_WORK TO DO_. All of the data should be repeated exactly; pictures are not part of the copy.
━━━━━━━━━━━━━━━━
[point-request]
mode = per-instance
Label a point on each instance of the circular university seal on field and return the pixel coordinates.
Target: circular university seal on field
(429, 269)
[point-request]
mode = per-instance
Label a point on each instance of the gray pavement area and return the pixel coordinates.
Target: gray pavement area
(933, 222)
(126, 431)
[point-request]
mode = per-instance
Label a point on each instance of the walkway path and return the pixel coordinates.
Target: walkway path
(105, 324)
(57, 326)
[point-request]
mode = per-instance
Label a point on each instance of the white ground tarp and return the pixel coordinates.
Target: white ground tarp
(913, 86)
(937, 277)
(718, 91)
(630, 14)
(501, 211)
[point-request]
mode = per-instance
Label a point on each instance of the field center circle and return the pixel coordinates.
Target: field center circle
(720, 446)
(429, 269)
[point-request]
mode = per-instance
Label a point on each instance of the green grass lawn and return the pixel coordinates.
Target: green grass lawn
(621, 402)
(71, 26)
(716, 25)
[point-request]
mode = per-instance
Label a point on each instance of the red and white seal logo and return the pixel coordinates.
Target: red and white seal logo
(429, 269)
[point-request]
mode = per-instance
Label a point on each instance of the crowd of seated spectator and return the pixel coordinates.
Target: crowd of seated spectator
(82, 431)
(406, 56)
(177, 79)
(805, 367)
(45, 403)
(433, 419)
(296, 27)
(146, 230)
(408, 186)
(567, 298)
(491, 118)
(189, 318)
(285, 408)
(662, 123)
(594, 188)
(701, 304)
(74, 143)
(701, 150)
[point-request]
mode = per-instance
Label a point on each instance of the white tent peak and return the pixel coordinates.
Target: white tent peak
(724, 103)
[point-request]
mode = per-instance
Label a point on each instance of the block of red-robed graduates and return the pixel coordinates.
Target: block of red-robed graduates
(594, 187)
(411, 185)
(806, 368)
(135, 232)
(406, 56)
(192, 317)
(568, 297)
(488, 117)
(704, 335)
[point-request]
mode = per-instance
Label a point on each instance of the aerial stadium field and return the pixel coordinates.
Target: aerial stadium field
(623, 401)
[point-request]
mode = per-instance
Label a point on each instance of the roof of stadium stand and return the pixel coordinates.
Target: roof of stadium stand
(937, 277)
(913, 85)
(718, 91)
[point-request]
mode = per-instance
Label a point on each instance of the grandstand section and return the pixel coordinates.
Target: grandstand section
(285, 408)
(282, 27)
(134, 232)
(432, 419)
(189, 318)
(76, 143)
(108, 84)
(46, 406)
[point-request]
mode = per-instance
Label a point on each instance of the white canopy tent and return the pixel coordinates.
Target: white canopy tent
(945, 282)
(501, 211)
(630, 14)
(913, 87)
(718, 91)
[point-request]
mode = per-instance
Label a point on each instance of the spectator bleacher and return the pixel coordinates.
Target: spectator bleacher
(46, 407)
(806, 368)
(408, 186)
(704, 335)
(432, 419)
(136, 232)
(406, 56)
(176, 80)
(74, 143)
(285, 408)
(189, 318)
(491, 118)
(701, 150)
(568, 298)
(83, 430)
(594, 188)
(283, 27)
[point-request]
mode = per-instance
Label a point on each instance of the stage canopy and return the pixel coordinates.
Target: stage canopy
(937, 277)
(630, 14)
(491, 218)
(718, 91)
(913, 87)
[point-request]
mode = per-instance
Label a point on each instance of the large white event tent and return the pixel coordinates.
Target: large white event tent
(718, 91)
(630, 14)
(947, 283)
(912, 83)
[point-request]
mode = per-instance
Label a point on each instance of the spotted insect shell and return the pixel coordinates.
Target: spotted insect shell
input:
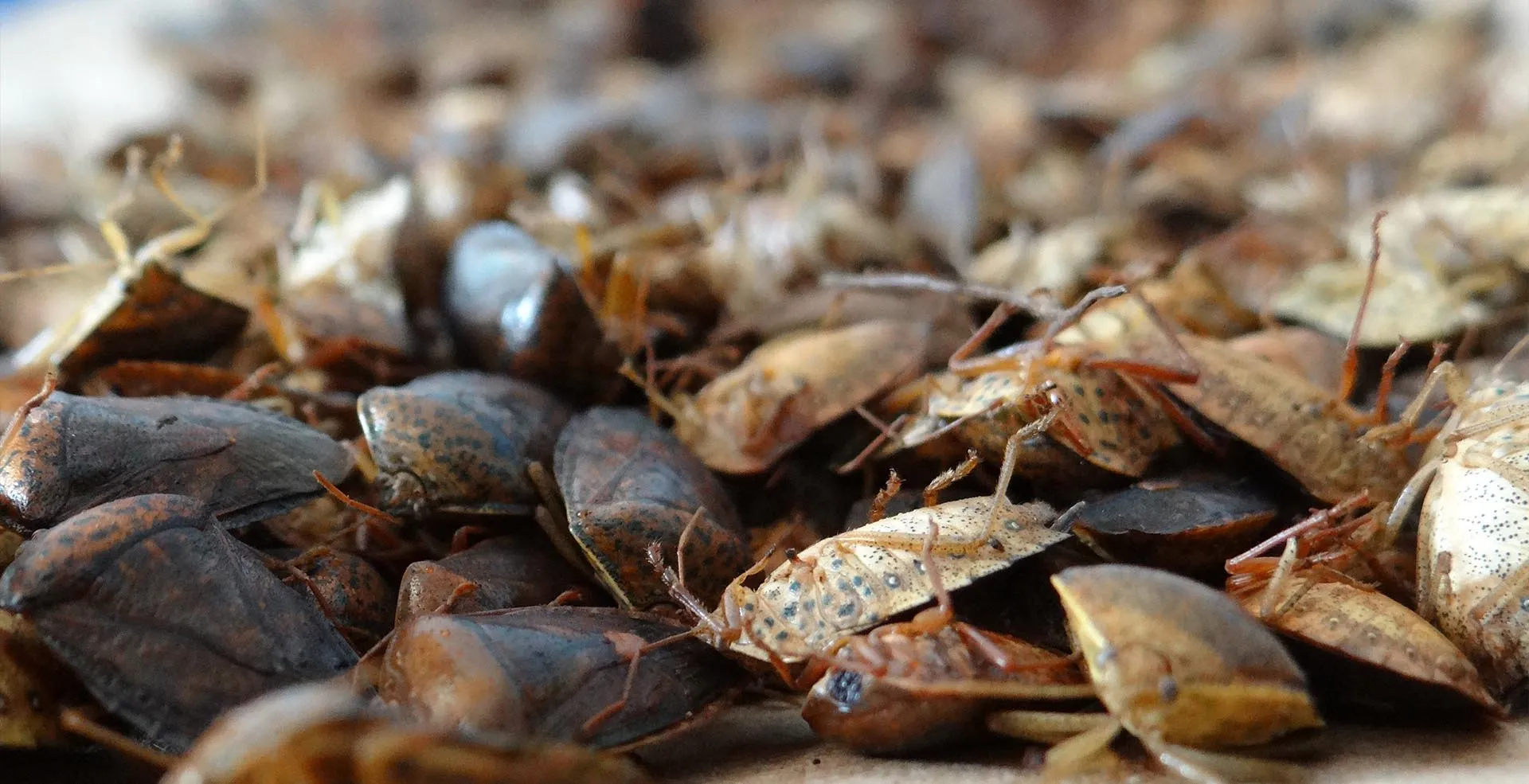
(792, 385)
(1477, 511)
(849, 583)
(1123, 430)
(1300, 427)
(1375, 629)
(1179, 662)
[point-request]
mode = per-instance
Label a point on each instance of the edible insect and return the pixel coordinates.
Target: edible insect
(495, 573)
(1112, 418)
(1312, 435)
(1472, 538)
(1178, 665)
(1187, 526)
(852, 581)
(65, 454)
(326, 734)
(516, 306)
(628, 483)
(929, 681)
(459, 442)
(554, 673)
(1374, 651)
(154, 578)
(744, 420)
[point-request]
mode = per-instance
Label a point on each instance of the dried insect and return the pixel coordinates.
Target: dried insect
(929, 681)
(1312, 435)
(554, 673)
(34, 687)
(360, 601)
(1472, 540)
(1441, 255)
(134, 378)
(1110, 412)
(1178, 665)
(340, 282)
(65, 454)
(855, 579)
(146, 310)
(628, 483)
(745, 420)
(156, 578)
(459, 442)
(516, 306)
(1308, 353)
(1185, 526)
(491, 575)
(1309, 595)
(326, 734)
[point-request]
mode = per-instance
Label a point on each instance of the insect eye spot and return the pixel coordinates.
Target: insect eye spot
(1168, 688)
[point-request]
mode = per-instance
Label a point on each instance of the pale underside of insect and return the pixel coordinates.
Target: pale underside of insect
(854, 581)
(1472, 543)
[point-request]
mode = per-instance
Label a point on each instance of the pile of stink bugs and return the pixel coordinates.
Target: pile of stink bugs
(503, 393)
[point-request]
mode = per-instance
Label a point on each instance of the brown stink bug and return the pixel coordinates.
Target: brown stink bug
(855, 579)
(554, 673)
(65, 454)
(744, 420)
(516, 306)
(1472, 538)
(156, 578)
(628, 483)
(459, 442)
(326, 729)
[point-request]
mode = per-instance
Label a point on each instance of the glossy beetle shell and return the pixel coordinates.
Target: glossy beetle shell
(629, 482)
(841, 586)
(545, 671)
(245, 462)
(459, 442)
(1179, 662)
(154, 578)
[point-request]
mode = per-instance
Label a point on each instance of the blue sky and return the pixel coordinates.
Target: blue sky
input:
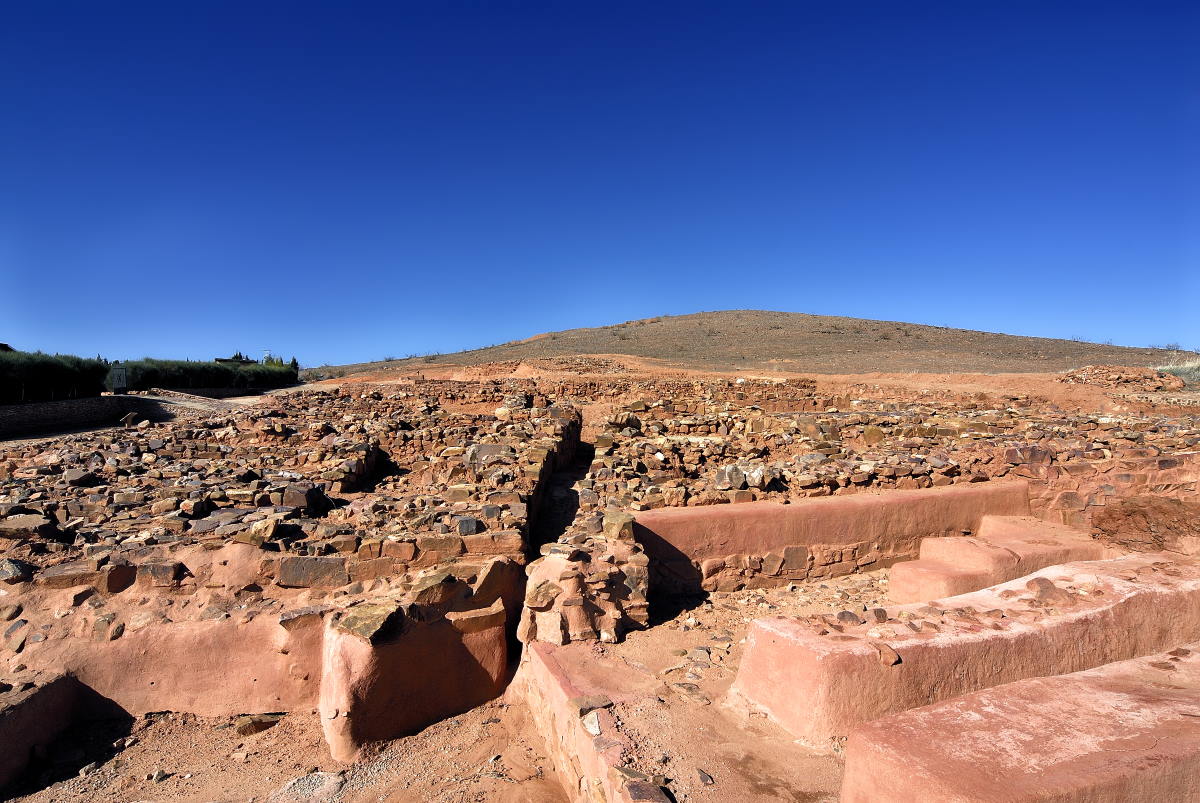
(349, 180)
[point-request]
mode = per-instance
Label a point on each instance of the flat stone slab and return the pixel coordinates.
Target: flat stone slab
(1125, 732)
(821, 677)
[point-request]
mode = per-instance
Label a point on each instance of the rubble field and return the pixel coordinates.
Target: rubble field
(581, 582)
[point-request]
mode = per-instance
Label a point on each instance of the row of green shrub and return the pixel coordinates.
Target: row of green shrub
(33, 376)
(183, 375)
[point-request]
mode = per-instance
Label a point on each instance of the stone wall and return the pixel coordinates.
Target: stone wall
(37, 418)
(763, 544)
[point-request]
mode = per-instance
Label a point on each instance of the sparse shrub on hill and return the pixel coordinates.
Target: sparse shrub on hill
(34, 376)
(1187, 371)
(147, 373)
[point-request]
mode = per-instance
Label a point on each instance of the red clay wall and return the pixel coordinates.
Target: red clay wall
(766, 543)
━━━━━━━━━━━━━━━━
_CORRECT RESPONSE_.
[point-request]
mode = per-instance
Label a point on each instance of the circular university seal on field and return the pixel coordinates.
Target: circular university seal on field
(429, 269)
[point-request]
mode = per-instance
Label a point on each instance of the gray pavement area and return the pixel coordinates.
Target: gray pavement area
(933, 222)
(126, 431)
[point-request]
mode = per-instance
Label a point on each instance of the walkway path and return the pixel coordinates.
Target: walkway path
(105, 324)
(57, 326)
[point-request]
mode = per-instance
Label a point on each instance of the white ground tarp and return the pixel coordinates.
Target: white ground tarp
(913, 86)
(937, 277)
(718, 91)
(630, 14)
(501, 211)
[point-request]
mode = per-instance
Label a point on each instance of the field center circle and return the pixel coordinates.
Target: field center circle
(720, 446)
(429, 269)
[point-request]
mode = per-instance
Label a point on each instance of the green grass lawn and return the pixel coordinates.
Target: green grass lawn
(621, 402)
(71, 26)
(716, 25)
[point-request]
mode = per-instance
Label a point on each instance of the red and white seal logo and return the pixel coordinates.
Target: red and white seal logo
(429, 269)
[point-request]
mode = per-instance
Label a point on each instance of the crowd of seated spectator and return the pixel coordinates.
Target: crowd of seated spectator
(82, 431)
(406, 56)
(177, 79)
(805, 367)
(45, 403)
(433, 419)
(296, 27)
(146, 230)
(408, 186)
(567, 298)
(491, 118)
(189, 318)
(285, 408)
(662, 123)
(594, 188)
(701, 304)
(74, 143)
(701, 150)
[point-request]
mode = per-instance
Label a point on each instance of the white tent peak and return the pixel coordinates.
Target: white tent peak
(724, 103)
[point-request]
mode = per-instance
Label a point on each instance of the block of red-robed graduates and return the pixel coordinates.
Target: block of red-robed graduates
(594, 187)
(411, 185)
(806, 368)
(135, 232)
(406, 56)
(192, 317)
(568, 297)
(488, 117)
(704, 335)
[point-request]
mode = per-instance
Label a point on each instance of the aerial stadium field and return the pixel coordinates.
Target: aerial stadium field
(623, 401)
[point-request]
mode = per-instance
Label a point on each instance of the roof of stadium stand and return the pixel coordinates.
Target: roof of stadium stand
(937, 277)
(913, 85)
(718, 91)
[point-request]
mode = per-instance
Label a point on each instance of the grandstand section and return the pixel coordinates.
Target: grandstand section
(285, 408)
(282, 27)
(134, 232)
(432, 419)
(189, 318)
(76, 143)
(108, 84)
(46, 406)
[point-request]
mode = per-instance
Label a point on each instance of the white canopy tent and return the pixel coordinates.
Target: white canopy tent
(945, 282)
(501, 211)
(630, 14)
(913, 87)
(718, 91)
[point-request]
mode = per-instance
Label a point on each instance of the spectator bleacher and return the pixel coordinates.
Target: spectator bleacher
(46, 407)
(806, 368)
(408, 186)
(704, 335)
(432, 419)
(136, 232)
(406, 56)
(176, 80)
(74, 143)
(285, 408)
(189, 318)
(491, 118)
(701, 150)
(568, 298)
(83, 430)
(594, 188)
(283, 27)
[point-request]
mode = per-instance
Label a point on each instance of the stage canopy and return the pixel coordinates.
Target: stage canopy
(937, 277)
(630, 14)
(491, 218)
(718, 91)
(913, 87)
[point-request]
mode = per-instance
Label a point on each instance of the large white event tent and return the pixel coordinates.
Target: large white event tent
(718, 91)
(630, 14)
(947, 283)
(912, 83)
[point-request]
mode = per-instance
Label a point on each instance of the spotted insect shell and return the pixel coordinates.
Target: spotted insect shell
input:
(792, 385)
(1477, 511)
(849, 583)
(1123, 430)
(1300, 427)
(1375, 629)
(1179, 662)
[point-request]
mode = per-instance
Label a point on each instance of the edible insect and return the pixel coordinates.
Target: edible insect
(495, 573)
(1112, 418)
(1312, 435)
(1472, 538)
(1178, 665)
(1187, 526)
(852, 581)
(65, 454)
(326, 734)
(516, 306)
(628, 483)
(929, 681)
(459, 442)
(554, 673)
(1374, 651)
(154, 578)
(744, 420)
[point-request]
mode = per-instance
Label a point on each instance of the dried insect and return the pixel coordinates.
Target: dried insect
(929, 681)
(1312, 435)
(554, 673)
(34, 687)
(360, 601)
(1472, 540)
(1441, 255)
(134, 378)
(1110, 412)
(1178, 665)
(340, 282)
(65, 454)
(855, 579)
(146, 310)
(628, 483)
(745, 420)
(156, 578)
(459, 442)
(516, 306)
(1308, 353)
(1185, 526)
(491, 575)
(1309, 595)
(326, 734)
[point-request]
mode = per-instance
Label a point on each instance of the insect eye spot and return the pixel coordinates.
Target: insect eye spot
(1168, 688)
[point-request]
mode = per-instance
Label a point on each instance of the pale underside of insect and return the pixel coordinates.
Target: pale underside of insect
(854, 581)
(1472, 543)
[point-request]
mode = per-instance
Label a point on each instance of the pile of stink bugs and return the pixel coordinates.
Target: pile of stink bugs
(503, 393)
[point-request]
mode = per-instance
Label a point on each instance of the brown stink bug and return the pixel coordinates.
Target: brown stink bug
(855, 579)
(554, 673)
(65, 454)
(744, 420)
(516, 306)
(1472, 538)
(156, 578)
(628, 483)
(459, 442)
(326, 729)
[point-request]
mode = per-instance
Label a point on each instance of the glossy beetle shell and return the pixel coordinates.
Target: glossy beetle shell
(629, 482)
(841, 586)
(545, 671)
(245, 462)
(459, 442)
(1179, 662)
(154, 578)
[point-request]
mode = per-instance
Label a point on each instance of the blue sky and return the pixel coordinates.
Target: blue sky
input:
(349, 180)
[point-request]
mode = per-instance
Label a point on each instance of the flat stone slab and return the pixel coordinates.
Target: flat stone slab
(1125, 732)
(821, 677)
[point-request]
mode = per-instance
Label a point on each instance of the rubble field and return the pixel coordinates.
Target: rubble field
(581, 582)
[point-request]
mode = per-instance
Label a point on each instance of the row of green shrub and return the pixel coordinates.
Target: row of green shrub
(33, 376)
(183, 375)
[point-request]
mode = per-instance
Label a point on each instance of the stone wall and return the pixel coordinates.
Target: stone wall
(37, 418)
(763, 544)
[point-request]
mode = per-instance
Label a point on each instance of the sparse shrub on hill and return the pixel coordinates.
Target: sparse shrub on hill
(34, 376)
(1187, 371)
(147, 373)
[point-request]
mode = per-instance
Label a point on each instance of the red clay wall and return the pixel coordinates.
Target: red clay wall
(766, 543)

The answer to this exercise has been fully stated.